=== Goal of the exercise ===
Can you copy out, word for word, the rows that start with the line containing "Find the glowing" and end with the line containing "pixel 575 475", both of those lines included?

=== Records shown ===
◇ ◇ ◇ ◇ ◇

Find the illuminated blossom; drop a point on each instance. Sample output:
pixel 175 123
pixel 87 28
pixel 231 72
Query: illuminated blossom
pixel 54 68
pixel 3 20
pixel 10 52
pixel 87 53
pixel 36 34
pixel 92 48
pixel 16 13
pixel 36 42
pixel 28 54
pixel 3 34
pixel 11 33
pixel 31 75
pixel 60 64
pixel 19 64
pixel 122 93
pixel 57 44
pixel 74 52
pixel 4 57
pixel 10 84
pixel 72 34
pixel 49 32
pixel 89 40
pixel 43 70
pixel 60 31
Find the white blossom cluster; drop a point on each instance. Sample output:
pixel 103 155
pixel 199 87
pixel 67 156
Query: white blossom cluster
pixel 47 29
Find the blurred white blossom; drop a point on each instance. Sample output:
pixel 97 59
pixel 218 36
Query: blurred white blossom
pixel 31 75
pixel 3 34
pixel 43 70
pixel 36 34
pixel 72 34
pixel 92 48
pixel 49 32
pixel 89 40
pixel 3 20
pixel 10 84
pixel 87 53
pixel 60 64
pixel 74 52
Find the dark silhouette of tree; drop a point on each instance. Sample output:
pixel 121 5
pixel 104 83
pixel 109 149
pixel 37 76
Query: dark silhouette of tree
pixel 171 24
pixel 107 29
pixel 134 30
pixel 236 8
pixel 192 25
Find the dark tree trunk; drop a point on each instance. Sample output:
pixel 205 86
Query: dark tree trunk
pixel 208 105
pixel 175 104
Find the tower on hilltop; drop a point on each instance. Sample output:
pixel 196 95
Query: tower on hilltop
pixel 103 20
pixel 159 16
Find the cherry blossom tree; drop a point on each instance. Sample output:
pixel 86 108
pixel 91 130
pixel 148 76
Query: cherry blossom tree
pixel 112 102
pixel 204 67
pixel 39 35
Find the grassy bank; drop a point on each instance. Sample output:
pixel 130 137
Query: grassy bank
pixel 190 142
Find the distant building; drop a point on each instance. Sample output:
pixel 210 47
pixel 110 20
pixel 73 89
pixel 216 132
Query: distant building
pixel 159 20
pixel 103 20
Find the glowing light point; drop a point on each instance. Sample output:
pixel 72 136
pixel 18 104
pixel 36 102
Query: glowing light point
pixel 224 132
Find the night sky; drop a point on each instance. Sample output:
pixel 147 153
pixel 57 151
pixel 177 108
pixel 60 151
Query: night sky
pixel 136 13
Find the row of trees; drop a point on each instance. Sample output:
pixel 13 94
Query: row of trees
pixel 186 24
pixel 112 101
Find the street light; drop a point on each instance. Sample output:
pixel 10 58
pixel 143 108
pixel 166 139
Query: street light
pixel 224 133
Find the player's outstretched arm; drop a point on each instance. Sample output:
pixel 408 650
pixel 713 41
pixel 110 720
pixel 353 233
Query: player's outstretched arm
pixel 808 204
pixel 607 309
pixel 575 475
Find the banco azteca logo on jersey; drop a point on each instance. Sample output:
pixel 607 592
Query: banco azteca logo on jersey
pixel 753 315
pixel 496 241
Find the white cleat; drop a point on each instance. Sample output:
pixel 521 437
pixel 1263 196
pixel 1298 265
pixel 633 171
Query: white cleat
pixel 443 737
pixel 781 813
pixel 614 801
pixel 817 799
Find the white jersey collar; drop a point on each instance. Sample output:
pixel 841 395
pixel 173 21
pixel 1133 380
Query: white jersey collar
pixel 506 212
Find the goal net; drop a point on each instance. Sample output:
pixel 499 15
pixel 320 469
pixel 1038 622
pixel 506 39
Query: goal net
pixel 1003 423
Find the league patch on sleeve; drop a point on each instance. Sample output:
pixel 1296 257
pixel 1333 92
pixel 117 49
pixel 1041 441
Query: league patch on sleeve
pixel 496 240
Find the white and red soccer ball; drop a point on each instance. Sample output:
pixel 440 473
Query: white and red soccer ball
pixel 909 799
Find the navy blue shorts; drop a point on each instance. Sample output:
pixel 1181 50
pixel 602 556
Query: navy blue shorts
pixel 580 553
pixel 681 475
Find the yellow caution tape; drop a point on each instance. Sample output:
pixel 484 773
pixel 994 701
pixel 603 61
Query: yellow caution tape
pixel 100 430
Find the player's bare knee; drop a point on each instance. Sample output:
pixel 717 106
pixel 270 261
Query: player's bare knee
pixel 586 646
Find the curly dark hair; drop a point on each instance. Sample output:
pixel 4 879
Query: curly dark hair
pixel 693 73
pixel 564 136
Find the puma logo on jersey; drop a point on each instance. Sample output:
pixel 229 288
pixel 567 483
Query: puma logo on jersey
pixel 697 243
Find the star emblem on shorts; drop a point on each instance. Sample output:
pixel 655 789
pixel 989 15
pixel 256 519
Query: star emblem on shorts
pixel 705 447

◇ ◇ ◇ ◇ ◇

=== Reply to the task ===
Find the glowing light point; drop a point on each instance. Sample output:
pixel 72 136
pixel 18 104
pixel 36 102
Query: glowing light point
pixel 224 132
Find the night sky; drop a point on each instance. Sample output:
pixel 147 153
pixel 57 151
pixel 177 108
pixel 60 151
Query: night sky
pixel 136 13
Find the row of trees; drop a point on each instance. Sample output:
pixel 13 94
Query: row of trees
pixel 186 24
pixel 112 101
Find the street light; drop a point on each instance. Sample output:
pixel 10 58
pixel 143 108
pixel 166 139
Query: street light
pixel 224 133
Find the player's outstretched arm; drop a point on each instance. Sample output:
pixel 408 650
pixel 713 41
pixel 110 720
pixel 353 233
Query: player's outstretched arm
pixel 808 204
pixel 607 309
pixel 575 475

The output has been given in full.